Your task is to reproduce the entries below word for word.
# START OF RECORDS FOR THE TASK
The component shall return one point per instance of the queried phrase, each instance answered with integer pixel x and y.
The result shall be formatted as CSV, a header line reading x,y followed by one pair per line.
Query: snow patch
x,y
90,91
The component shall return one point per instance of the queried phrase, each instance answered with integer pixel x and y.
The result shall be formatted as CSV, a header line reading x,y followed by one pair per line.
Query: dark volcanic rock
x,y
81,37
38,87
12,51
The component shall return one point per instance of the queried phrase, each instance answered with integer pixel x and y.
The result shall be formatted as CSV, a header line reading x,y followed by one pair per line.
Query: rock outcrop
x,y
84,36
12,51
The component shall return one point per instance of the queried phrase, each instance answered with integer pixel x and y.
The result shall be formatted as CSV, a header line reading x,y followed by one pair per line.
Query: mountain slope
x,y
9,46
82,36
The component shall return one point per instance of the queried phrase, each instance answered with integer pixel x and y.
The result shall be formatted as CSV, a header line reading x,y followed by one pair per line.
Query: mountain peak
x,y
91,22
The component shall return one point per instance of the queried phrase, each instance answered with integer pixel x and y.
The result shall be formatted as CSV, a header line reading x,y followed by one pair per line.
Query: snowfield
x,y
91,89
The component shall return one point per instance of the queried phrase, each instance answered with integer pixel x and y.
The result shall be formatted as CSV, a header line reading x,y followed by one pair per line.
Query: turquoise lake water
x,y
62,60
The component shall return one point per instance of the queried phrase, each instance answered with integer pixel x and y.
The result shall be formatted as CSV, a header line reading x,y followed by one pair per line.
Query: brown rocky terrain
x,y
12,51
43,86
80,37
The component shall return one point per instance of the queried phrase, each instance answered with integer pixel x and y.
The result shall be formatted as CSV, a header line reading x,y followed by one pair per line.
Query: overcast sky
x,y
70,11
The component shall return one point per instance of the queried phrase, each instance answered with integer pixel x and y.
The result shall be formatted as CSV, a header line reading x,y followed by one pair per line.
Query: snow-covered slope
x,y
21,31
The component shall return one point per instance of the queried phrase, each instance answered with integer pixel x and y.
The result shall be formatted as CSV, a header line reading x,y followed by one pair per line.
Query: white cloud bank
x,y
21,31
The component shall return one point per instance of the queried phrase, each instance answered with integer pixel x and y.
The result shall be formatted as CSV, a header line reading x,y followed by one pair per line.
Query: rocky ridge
# END OF RECORDS FOR THE TASK
### FINISHED EXERCISE
The component shall return one point per instance of the queried phrase, each instance answered with integer pixel x and y.
The result shall be formatted as CSV, a header line reading x,y followed by one pair per line.
Query: snow patch
x,y
90,91
The component shall return one point per instance of the queried phrase, each instance answered with integer pixel x and y.
The result shall be formatted as CSV, a header line reading x,y followed by one pair per line.
Query: dark volcanic rock
x,y
81,37
38,87
12,51
The component shall return one point per instance of the queried phrase, each instance answered with integer pixel x and y.
The result shall be formatted as CSV, a header line reading x,y followed by one pair per line.
Query: rock outcrop
x,y
84,36
12,51
The component shall return one point per instance of the queried phrase, each instance answered with integer pixel x and y.
The result shall be formatted as CSV, a header line reading x,y followed by one pair per line.
Query: mountain slope
x,y
9,46
82,36
The component shall return one point per instance of the queried phrase, each instance answered with integer pixel x and y.
The result shall be formatted as CSV, a header line reading x,y followed by one pair per line.
Query: mountain peak
x,y
91,22
The component shall return one point per instance of the queried phrase, each instance answered with integer pixel x and y.
The result shall be formatted as CSV, a header line reading x,y followed by one pair per line.
Query: snowfield
x,y
91,89
The component shall return one point per instance of the queried phrase, each instance answered with integer pixel x and y.
The result shall be formatted as CSV, a header line reading x,y followed by one pair per line.
Query: turquoise lake water
x,y
62,60
The component shall return one point per instance of the queried phrase, each instance answered with integer pixel x and y.
The result shall be formatted as CSV, a header line reading x,y followed by one pair per line.
Query: brown rocky terrain
x,y
12,51
43,86
80,37
The component shall return one point per instance of the queried phrase, each instance answered with integer pixel x and y.
The result shall be formatted as CSV, a header line reading x,y followed by one pair per line.
Query: overcast sky
x,y
70,11
The component shall return one point per instance of the queried phrase, each instance answered with integer pixel x and y.
The result shall be formatted as CSV, a header line reading x,y followed by one pair per line.
Query: snow-covered slope
x,y
21,31
The component shall return one point per instance of the queried phrase, each instance answered with integer pixel x and y.
The result shall be formatted as CSV, a header line reading x,y followed by one pair per line.
Query: white cloud bank
x,y
21,31
The component shall return one point per instance of the queried phrase, each instance answered with integer pixel x and y.
The result shall be formatted as CSV, a header line reading x,y followed by one pair per line.
Query: rocky ridge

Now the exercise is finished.